* _Provided passage_:
■ ■ ■ ■ ■ ■ ■

Feedback from the Project CHALENG survey, VA’s Committee on Homeless Veterans, the United States Interagency Council on Homelessness, and other national stakeholders was key to helping us identify the services Veterans need and want HPO to provide. With this knowledge, we created a plan that captures a vision of a future, one where Veterans and their families will always have a safe, stable place to call home and which charts a clear path for completing this mission.

Since 2010, HPO has made significant progress helping Veterans experiencing homelessness rebuild their lives; however, maintaining the status quo isn’t acceptable. The uptick in the number of unsheltered Veterans as reported in the Department of Housing and Urban Development’s 2020 Point in Time count shows that we need to continually implement innovative practices that prevent and end homelessness among Veterans.

The story of Frank Ooten illustrates how HPO – through collaboration with partners and the coordinated delivery of its programs – helped a Veteran in crisis rebuild his life.

■ ■ ■ ■ ■ ■ ■

* _Source data_:
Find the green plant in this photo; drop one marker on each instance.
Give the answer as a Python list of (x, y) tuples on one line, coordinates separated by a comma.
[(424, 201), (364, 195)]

■ ■ ■ ■ ■ ■ ■

* _Problems_:
[1] In the passage on HPO and homeless Veterans, why does HPO say it must continually implement innovative practices to prevent and end homelessness among Veterans?
[2] Carry on the passage on HPO and homeless Veterans, starting right after its last sentence.
The lines play no part in these tasks.

* _Task-by-task answers_:
[1] The Department of Housing and Urban Development's 2020 Point in Time count reported an uptick in the number of unsheltered Veterans. That increase shows that maintaining the status quo isn't acceptable, even though HPO has made significant progress since 2010.

[2]
The HPO staff and our partners worked closely to define the following essential practices that would help HPO meet Veterans’ evolving needs:

  • Conduct coordinated and preventive outreach by proactively seeking and identifying Veterans in need of assistance.
  • Connect homeless and at-risk Veterans with housing solutions, health care, community employment services and other supportive services.
  • Collaborate with federal, state and local agencies; employers; housing providers; faith-based and community nonprofits; and others to expand employment and affordable housing options for Veterans exiting homelessness.

Demographics of Veterans experiencing or at risk of homelessness helped us identify the populations most in need of services and the various methods for reaching them. Also, data on program enrollment, participation, exits, outcomes and returns; national assessments of unsheltered Veterans; and reflection on key lessons learned through the last decade united us in our understanding of the challenges many Veterans face and the successful strategies we will use to meet the following objectives:

  • Expand and increase housing stock.
  • Prevent and resolve returns to homelessness.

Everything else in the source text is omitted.